GIVEN TASK. Set down, in full, every record in the block.

DATASET EXCERPTS.
★ ★ ★ ★
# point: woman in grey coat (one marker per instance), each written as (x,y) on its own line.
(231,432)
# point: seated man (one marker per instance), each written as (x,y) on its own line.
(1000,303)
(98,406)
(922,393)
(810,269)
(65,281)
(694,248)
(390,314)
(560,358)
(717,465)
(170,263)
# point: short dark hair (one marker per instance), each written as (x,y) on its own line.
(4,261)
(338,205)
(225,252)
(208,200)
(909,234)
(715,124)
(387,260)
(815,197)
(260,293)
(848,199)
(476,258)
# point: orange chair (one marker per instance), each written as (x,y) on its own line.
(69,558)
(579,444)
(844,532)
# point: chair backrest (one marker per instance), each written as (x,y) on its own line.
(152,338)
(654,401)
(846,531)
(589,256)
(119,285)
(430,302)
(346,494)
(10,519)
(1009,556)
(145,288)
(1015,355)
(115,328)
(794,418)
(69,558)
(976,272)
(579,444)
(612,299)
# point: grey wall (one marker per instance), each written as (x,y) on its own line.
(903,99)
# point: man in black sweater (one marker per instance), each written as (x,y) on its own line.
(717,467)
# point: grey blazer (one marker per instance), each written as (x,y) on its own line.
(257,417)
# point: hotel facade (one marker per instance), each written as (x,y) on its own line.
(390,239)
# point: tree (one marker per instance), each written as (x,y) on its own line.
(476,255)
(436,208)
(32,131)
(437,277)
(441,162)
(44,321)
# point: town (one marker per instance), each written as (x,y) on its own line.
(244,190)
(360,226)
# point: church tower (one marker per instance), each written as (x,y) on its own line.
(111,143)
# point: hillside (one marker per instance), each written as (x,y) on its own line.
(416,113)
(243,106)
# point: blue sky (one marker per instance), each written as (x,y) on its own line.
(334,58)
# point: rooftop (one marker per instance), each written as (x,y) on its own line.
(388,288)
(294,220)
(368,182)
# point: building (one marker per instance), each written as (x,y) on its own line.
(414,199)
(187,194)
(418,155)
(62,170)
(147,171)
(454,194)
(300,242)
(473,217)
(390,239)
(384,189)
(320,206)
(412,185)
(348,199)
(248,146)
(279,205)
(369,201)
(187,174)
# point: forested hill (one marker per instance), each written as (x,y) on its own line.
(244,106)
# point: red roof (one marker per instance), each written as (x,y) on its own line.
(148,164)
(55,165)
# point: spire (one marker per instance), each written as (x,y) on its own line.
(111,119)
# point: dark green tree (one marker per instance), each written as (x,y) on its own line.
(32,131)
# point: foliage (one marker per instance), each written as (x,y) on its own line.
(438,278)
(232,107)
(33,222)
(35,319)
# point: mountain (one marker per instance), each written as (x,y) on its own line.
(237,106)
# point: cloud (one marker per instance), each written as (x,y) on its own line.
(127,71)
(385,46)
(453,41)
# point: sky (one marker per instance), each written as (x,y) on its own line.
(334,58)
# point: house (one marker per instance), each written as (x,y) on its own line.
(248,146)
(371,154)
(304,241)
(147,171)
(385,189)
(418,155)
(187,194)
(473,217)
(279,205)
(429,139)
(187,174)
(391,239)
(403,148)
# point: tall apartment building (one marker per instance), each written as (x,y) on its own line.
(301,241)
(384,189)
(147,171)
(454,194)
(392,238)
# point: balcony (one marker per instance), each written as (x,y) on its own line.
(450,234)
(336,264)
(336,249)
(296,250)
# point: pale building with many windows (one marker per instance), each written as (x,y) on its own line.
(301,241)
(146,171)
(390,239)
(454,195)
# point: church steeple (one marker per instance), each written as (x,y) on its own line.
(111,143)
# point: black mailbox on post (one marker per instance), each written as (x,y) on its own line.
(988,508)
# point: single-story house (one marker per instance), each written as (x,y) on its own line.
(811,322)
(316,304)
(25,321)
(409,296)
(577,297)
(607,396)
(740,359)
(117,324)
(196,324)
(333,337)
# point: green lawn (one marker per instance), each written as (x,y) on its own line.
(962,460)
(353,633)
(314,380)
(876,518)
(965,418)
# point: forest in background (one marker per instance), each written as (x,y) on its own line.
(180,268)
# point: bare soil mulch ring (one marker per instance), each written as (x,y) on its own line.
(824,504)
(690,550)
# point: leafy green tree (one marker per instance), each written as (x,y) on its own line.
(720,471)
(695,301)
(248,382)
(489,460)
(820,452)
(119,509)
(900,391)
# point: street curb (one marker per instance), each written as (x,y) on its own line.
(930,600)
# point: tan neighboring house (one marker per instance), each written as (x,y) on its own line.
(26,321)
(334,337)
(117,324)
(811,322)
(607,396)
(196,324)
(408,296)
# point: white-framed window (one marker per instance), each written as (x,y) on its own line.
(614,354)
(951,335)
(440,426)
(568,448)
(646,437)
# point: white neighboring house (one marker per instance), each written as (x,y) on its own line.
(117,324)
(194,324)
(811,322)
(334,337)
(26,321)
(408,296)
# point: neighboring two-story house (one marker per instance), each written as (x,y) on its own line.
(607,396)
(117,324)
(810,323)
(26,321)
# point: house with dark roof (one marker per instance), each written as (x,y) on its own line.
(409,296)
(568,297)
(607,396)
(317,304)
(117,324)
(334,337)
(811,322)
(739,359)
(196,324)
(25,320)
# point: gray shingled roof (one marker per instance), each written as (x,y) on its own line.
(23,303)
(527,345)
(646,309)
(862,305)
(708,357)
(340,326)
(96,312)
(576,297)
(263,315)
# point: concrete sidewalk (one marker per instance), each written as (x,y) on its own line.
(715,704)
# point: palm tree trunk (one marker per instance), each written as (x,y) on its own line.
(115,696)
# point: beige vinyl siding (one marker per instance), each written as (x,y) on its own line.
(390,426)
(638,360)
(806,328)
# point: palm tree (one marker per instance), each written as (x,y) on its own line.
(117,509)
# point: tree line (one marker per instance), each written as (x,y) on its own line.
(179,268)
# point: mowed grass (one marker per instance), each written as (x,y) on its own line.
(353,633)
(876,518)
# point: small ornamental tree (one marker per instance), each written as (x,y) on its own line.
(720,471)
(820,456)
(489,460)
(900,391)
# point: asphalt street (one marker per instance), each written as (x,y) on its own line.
★ ★ ★ ★
FULL ANSWER.
# point: woman in grey coat (one marker per instance), each written as (x,y) on its own line.
(231,432)
# point: seated man (one marker per instance), each written as (x,y) on its own line.
(1000,303)
(98,406)
(922,393)
(810,269)
(65,281)
(694,248)
(390,314)
(560,358)
(717,465)
(170,263)
# point: short dark hair (one marker per instance), each written as (x,y) on its own line.
(4,261)
(338,205)
(225,252)
(208,200)
(909,234)
(715,124)
(387,260)
(815,197)
(260,293)
(848,199)
(476,258)
# point: orange chair (one marker per instance), each written as (x,y) on its own line.
(69,558)
(579,444)
(844,532)
# point: chair backrest (one marker per instance), each written as (x,y) on its own line.
(152,338)
(654,401)
(846,531)
(589,256)
(119,285)
(430,302)
(346,494)
(10,519)
(1009,556)
(145,288)
(1015,355)
(115,328)
(794,418)
(69,558)
(976,272)
(579,444)
(612,299)
# point: grey wall (one marker per instance), each written as (x,y) on its own line.
(903,99)
# point: man in black sweater (one marker per instance), each written as (x,y) on its own line.
(717,467)
# point: grey blazer (one marker per instance), each written as (x,y) on its own line.
(257,417)
# point: hotel facade (one marker per instance), each written as (x,y) on its own line.
(390,239)
# point: tree (one marker per instance), each written as (x,y) on its own line.
(476,255)
(436,208)
(32,131)
(437,277)
(441,162)
(44,321)
# point: town (one marker per instance), each written as (x,y) on its own line.
(244,190)
(360,226)
# point: church tower (one marker per instance), each written as (x,y) on its own line.
(111,143)
# point: hillside (one marker per instance), each written as (x,y) on its own line.
(416,113)
(243,106)
# point: blue sky (one marker per instance), each written as (x,y) on its own line.
(334,58)
# point: rooftop (one marker per instance), each written as (x,y) on its own line.
(388,288)
(294,220)
(368,182)
# point: building (one marker per instance), each written as (x,y) on its own line.
(414,199)
(187,194)
(418,155)
(62,170)
(147,171)
(454,194)
(300,242)
(473,217)
(390,239)
(384,189)
(320,206)
(412,185)
(348,199)
(248,146)
(279,205)
(369,201)
(187,174)
# point: forested hill (one marker per instance), each written as (x,y) on its own line.
(244,106)
# point: red roof (one marker per instance), each written as (x,y) on its own line.
(148,164)
(55,165)
# point: spire (one marker per instance), each written as (x,y) on its own line.
(111,119)
# point: dark green tree (one marker per instance), each written as (x,y) on its own line.
(32,131)
# point: foliage (one marker per instance), each written as (x,y) on its own line.
(438,278)
(232,107)
(33,222)
(35,319)
# point: mountain (one marker per instance), each written as (x,y) on its own line.
(237,106)
# point: cloud (one marker per instance), each written as (x,y) on its own line.
(127,71)
(385,46)
(453,41)
# point: sky (one marker per instance), each written as (x,y) on its own line.
(334,58)
# point: house (one marker per instance), each written as (x,y) on its own line.
(248,146)
(371,154)
(304,241)
(147,171)
(385,189)
(418,155)
(187,194)
(473,217)
(279,205)
(429,139)
(187,174)
(391,239)
(403,148)
# point: tall apartment building (one marker per instance), each written as (x,y) on its own line.
(301,241)
(384,189)
(147,171)
(454,194)
(392,238)
# point: balcony (one marker per instance), each written as (x,y) on its own line.
(450,234)
(336,264)
(336,249)
(296,250)
# point: pale building with many windows (one marker per instance), each written as (x,y) on its own line.
(301,241)
(146,171)
(390,239)
(454,195)
# point: church steeple (one marker per instance), each written as (x,y) on its own line.
(111,143)
# point: black mailbox on post (one marker per instance), each written as (x,y) on its own line.
(988,508)
# point: single-story house (one marker per instance), each written as (x,y) on its own line.
(811,322)
(316,304)
(25,321)
(409,296)
(577,297)
(607,396)
(740,359)
(117,324)
(196,324)
(333,337)
# point: green lawn (one marker per instance), each written as (x,y) on its own line.
(962,460)
(353,633)
(314,380)
(876,518)
(965,418)
# point: forest in background (one marker per instance), each written as (x,y) on its own line.
(180,268)
# point: bare soil mulch ring (one marker per instance), each written as (x,y) on its own line.
(824,504)
(690,550)
# point: leafy green tree (one marker per instance), each written as (x,y) on its own line.
(720,471)
(695,301)
(248,382)
(489,460)
(820,452)
(119,509)
(900,391)
# point: street curb (one marker per instance), each written as (x,y) on its own line.
(930,600)
# point: tan neighboring house (one marker per instance), each written as (x,y) on its own line.
(26,321)
(334,337)
(117,324)
(811,322)
(607,396)
(196,324)
(408,296)
# point: white-framed window (one marker per instance), each written as (x,y) on its own line.
(614,354)
(951,335)
(440,426)
(568,448)
(646,437)
# point: white neighboring house (one marker per instance), each written as (x,y) on its own line.
(117,324)
(194,324)
(811,322)
(334,337)
(26,321)
(408,296)
# point: neighboring two-story house (one marker per instance), each written as (x,y) on its own line.
(607,396)
(117,324)
(810,323)
(26,321)
# point: house with dark roof (one marker per instance), each written as (x,y) on its own line.
(409,296)
(568,297)
(607,396)
(317,304)
(117,324)
(334,337)
(811,322)
(739,359)
(196,324)
(25,320)
# point: gray shingled roof (one marker per instance), each written as (x,y) on its own line.
(23,303)
(527,345)
(646,309)
(862,305)
(708,357)
(340,326)
(96,312)
(576,297)
(263,315)
# point: concrete sidewalk (one marker per instance), each written as (x,y) on its own line.
(715,704)
# point: palm tree trunk (one marker per instance), each written as (x,y) on its own line.
(115,696)
# point: beige vinyl siding (one marker per instance), each written as (x,y) on its own line.
(390,426)
(638,360)
(806,328)
# point: palm tree (one marker per instance), each written as (x,y) on its own line.
(117,509)
# point: tree line (one marker per instance), each written as (x,y) on its own line.
(179,268)
# point: mowed grass (one marker per instance), each written as (x,y) on its own line.
(353,633)
(876,518)
# point: small ornamental tree (one marker per instance), each written as (x,y) on its own line.
(720,471)
(820,456)
(489,460)
(900,391)
# point: asphalt street (one marker per instance), each written as (x,y) on its own line.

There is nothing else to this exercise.